WORK REQUEST 1:
Answer these questions using the text on cognitive deficits in schizophrenia.
(a) In what decade did cognition come back into focus in schizophrenia research?
(b) According to Dr Kane, what would be the ultimate goal of treatment?
(c) What share of these patients never marry, according to Dr Keefe?
WORK REQUEST 2: Carry on the text about cognitive deficits in schizophrenia from where it stops.

___ SELECTED TEXT ___

For decades, schizophrenia research focused on managing symptoms that could cause the patient immediate harm, or harm to others. Only in the 1990s did cognition come back into focus, Dr Nasrallah said, and it’s long overdue, for these are the deficits that keep patients from fully taking their place in the world.
“It’s a huge unmet need,” he said; if this area is not addressed, most schizophrenia patients will remain on disability.
For years, there was debate whether cognitive deficits were caused by the disease or antipsychotic drugs that controlled its symptoms. That has been settled, Dr Nasrallah said. Cognitive decline is present early, and it picks up speed in the period before psychosis occurs,2,3 although improper dosing of some therapies can make the deficits worse.
Dr Nasrallah and the later speakers suggested the knowledge of how early cognitive decline happens, and the fact that the loss of brain tissue at the onset of schizophrenia has now been documented, could provide an opportunity for clinician and researchers to create therapies to halt the worst effects. The ultimate goal, Dr Kane said later, would be to tailor treatment to a patient’s genetic profile.
Why is treating cognitive impairment just as important as treating symptoms like hallucinations? As Dr Keefe explained, these deficits contribute to functional outcomes, and they are the reason why schizophrenia is third-leading cause of life-years on disability for persons aged 15 to 44 years old. (The first is unipolar depression, the second is alcoholism).
Data are compelling and sad. “Two-thirds of these patients never marry,” Dr Keefe said. Some 20% are homeless at any one time. Fewer than 15% hold competitive employment. Most chilling, 40% of individuals with severe mental illness are incarcerated, Dr Keefe said. (A study in The American Journal of Managed Care earlier this year linked prior authorization policies in Medicaid in certain states with higher incarceration rates for persons with schizophrenia.)4 Cognitive impairment, Dr Keefe said, cause persons with schizophrenia to lead, “impoverished, challenging lives.”

___ GIVEN INFORMATION ___

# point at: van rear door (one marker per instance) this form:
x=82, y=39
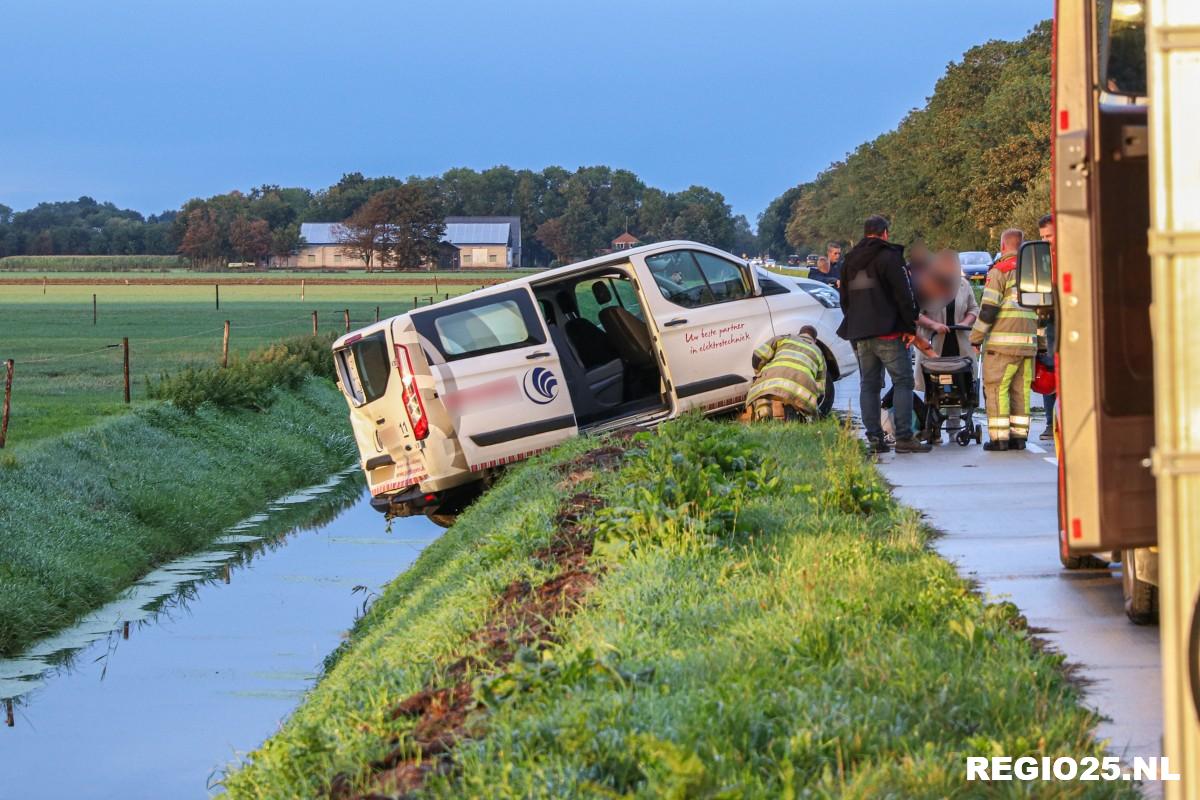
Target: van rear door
x=498, y=376
x=375, y=389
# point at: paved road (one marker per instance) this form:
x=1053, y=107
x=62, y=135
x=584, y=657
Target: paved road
x=997, y=513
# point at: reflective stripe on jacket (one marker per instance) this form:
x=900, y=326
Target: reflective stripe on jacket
x=1003, y=323
x=790, y=368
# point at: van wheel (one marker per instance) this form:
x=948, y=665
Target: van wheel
x=826, y=407
x=442, y=519
x=1140, y=597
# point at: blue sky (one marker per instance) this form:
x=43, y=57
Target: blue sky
x=148, y=103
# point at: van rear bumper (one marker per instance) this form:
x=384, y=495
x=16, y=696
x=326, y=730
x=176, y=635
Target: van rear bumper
x=412, y=499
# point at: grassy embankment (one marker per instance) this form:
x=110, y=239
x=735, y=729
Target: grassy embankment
x=89, y=512
x=67, y=376
x=743, y=637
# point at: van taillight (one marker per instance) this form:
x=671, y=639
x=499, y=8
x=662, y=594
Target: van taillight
x=409, y=395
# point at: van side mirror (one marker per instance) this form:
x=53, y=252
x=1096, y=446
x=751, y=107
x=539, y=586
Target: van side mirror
x=1035, y=281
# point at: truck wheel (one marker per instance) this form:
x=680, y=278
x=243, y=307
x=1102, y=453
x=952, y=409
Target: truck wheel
x=1141, y=597
x=826, y=407
x=1077, y=561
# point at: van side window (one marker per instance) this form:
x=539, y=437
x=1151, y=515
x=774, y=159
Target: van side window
x=493, y=324
x=691, y=280
x=628, y=296
x=619, y=292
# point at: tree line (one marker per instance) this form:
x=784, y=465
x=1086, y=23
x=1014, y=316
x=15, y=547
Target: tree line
x=564, y=216
x=84, y=227
x=973, y=161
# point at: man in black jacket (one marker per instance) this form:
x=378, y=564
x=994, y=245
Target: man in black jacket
x=880, y=318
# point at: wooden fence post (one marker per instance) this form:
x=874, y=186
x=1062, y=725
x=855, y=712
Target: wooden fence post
x=125, y=347
x=7, y=400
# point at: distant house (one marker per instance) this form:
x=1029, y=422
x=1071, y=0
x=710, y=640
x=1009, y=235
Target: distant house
x=471, y=244
x=322, y=250
x=485, y=242
x=625, y=241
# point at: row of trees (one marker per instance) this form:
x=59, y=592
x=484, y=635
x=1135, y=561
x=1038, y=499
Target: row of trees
x=564, y=216
x=84, y=227
x=973, y=161
x=399, y=227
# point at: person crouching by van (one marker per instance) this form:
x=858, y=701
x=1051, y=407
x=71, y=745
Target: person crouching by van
x=789, y=379
x=1008, y=335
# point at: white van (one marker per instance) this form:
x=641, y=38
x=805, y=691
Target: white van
x=443, y=396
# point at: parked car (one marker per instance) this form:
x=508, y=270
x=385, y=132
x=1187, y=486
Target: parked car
x=976, y=264
x=443, y=396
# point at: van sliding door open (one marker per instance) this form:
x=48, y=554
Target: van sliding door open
x=708, y=311
x=498, y=376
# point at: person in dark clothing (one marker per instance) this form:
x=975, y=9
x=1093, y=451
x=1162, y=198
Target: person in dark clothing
x=833, y=256
x=880, y=318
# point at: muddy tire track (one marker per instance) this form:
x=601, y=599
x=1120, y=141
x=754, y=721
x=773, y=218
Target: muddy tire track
x=525, y=615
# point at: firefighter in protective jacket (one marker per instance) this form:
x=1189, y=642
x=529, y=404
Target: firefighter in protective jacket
x=1008, y=335
x=790, y=374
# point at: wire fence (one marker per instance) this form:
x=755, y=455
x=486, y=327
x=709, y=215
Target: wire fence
x=113, y=364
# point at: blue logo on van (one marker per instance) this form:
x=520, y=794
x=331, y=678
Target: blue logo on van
x=540, y=385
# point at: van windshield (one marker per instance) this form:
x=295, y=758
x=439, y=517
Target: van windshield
x=366, y=367
x=1122, y=28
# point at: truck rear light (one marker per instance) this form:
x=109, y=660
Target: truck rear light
x=409, y=395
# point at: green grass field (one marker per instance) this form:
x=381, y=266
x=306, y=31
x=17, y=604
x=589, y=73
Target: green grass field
x=745, y=637
x=67, y=376
x=24, y=271
x=89, y=263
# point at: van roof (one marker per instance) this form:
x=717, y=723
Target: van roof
x=609, y=259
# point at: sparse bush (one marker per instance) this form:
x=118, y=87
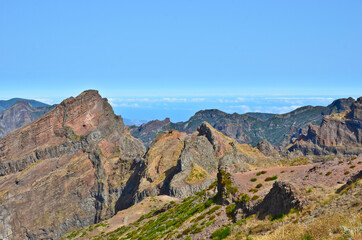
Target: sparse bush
x=221, y=233
x=253, y=190
x=230, y=210
x=255, y=197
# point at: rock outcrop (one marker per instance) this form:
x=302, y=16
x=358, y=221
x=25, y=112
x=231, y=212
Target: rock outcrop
x=18, y=115
x=180, y=164
x=338, y=134
x=66, y=170
x=266, y=148
x=280, y=200
x=250, y=128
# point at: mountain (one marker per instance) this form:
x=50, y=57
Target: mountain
x=66, y=169
x=250, y=128
x=19, y=114
x=78, y=165
x=133, y=122
x=76, y=172
x=5, y=104
x=315, y=201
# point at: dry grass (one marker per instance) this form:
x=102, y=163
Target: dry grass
x=325, y=227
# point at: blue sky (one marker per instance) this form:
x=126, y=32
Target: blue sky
x=214, y=51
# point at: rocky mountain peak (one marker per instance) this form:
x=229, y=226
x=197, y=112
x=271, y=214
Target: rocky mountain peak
x=78, y=153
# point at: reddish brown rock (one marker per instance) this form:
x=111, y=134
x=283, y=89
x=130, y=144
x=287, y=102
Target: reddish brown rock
x=65, y=170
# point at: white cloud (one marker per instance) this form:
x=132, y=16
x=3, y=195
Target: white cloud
x=235, y=100
x=45, y=100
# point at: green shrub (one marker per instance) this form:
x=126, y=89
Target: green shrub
x=255, y=197
x=221, y=233
x=307, y=237
x=253, y=190
x=230, y=210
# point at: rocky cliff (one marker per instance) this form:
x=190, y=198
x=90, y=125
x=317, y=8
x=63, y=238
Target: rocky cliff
x=18, y=115
x=251, y=128
x=67, y=169
x=339, y=133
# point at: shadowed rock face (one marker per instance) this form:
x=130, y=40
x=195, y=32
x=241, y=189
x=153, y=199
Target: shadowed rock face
x=65, y=170
x=249, y=128
x=280, y=200
x=180, y=165
x=18, y=115
x=337, y=134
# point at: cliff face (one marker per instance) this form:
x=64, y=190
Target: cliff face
x=67, y=169
x=18, y=115
x=249, y=128
x=180, y=164
x=337, y=134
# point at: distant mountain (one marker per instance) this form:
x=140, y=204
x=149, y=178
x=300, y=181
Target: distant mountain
x=250, y=128
x=5, y=104
x=339, y=134
x=20, y=114
x=131, y=122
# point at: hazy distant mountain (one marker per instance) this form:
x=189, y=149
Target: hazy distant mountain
x=251, y=128
x=5, y=104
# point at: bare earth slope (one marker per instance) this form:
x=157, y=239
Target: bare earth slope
x=65, y=170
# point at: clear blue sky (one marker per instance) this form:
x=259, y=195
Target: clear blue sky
x=181, y=49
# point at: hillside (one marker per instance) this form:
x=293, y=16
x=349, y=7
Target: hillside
x=323, y=203
x=249, y=128
x=5, y=104
x=19, y=114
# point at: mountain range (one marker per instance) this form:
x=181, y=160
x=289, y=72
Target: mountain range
x=251, y=128
x=78, y=172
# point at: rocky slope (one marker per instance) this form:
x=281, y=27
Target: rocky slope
x=337, y=134
x=301, y=202
x=179, y=164
x=67, y=169
x=19, y=114
x=5, y=104
x=251, y=128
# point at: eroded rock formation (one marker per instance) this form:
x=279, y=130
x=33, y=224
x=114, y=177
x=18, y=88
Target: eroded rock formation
x=65, y=170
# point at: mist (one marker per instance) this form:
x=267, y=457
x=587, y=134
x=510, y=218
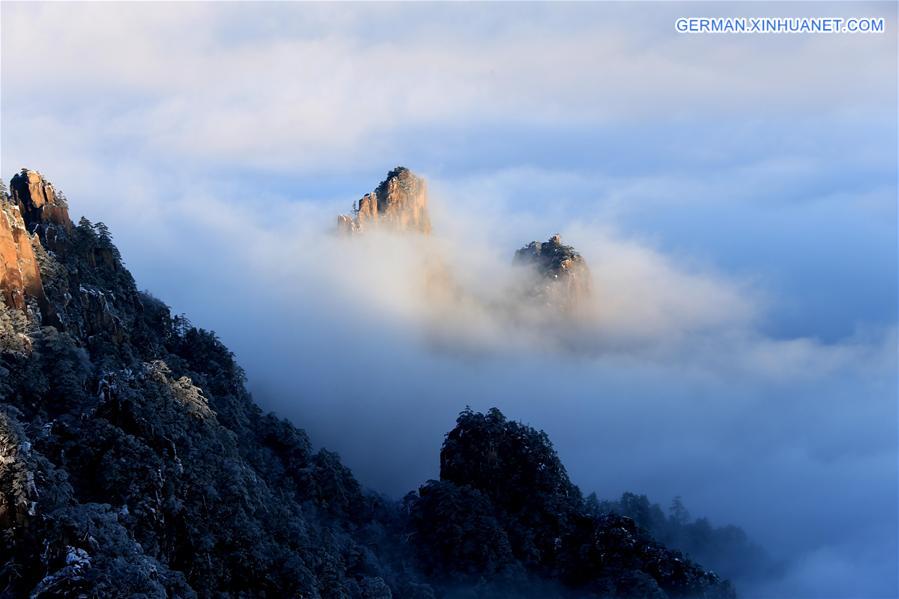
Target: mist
x=668, y=386
x=733, y=196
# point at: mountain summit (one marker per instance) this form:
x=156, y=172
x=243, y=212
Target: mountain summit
x=134, y=462
x=562, y=277
x=400, y=203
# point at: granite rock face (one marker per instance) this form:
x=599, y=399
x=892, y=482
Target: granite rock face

___

EXPECTED ANSWER 1:
(a) The 1990s.
(b) To tailor treatment to a patient's genetic profile.
(c) Two-thirds.

EXPECTED ANSWER 2:
As an example, he discussed how if an average person is given 16 words, he can remember 10, while a person with schizophrenia can only recall 6. “Try developing an intimate relationship when you can’t remember the things that the other person told you, things that are keys to your intimacy,” Dr Keefe said.
MATRICS. As Dr Kane explained, the age of onset of schizophrenia comes as a patient’s peers are moving into the world, making connections, finding jobs, and getting married. “All of that is delayed in someone with cognitive impairment,” Dr Kane said.
Right now, there aren’t any FDA approved treatments for cognitive impairment, but much work is going on to change that. Promoted by the National Institute of Mental Health, the MATRICS (Measurement and Treatment Research to Improve Cognition in Schizophrenia) project seeks to speed up the process of developing therapies to treat cognitive impairment in schizophrenia.
According to Dr Kane, MATRICS represents a collaboration among government, academia, and the pharmaceutical sector; it was also described in a 2006 journal article as a “consensus-building” process to agree not only on what are the best molecular targets and the best targets for drug development, but also what the standards should be for measuring progress in cognition.5 The project developed the MATRICS Consensus Cognitive Battery, or MCCB, which takes 75 minutes to complete and measures not only cognition but also functional improvement as a co-primary endpoint.
As for therapies, Dr Kane said, "Pharmacologic interventions that target molecular mechanisms beyond dopamine are in development to address cognitive impairment."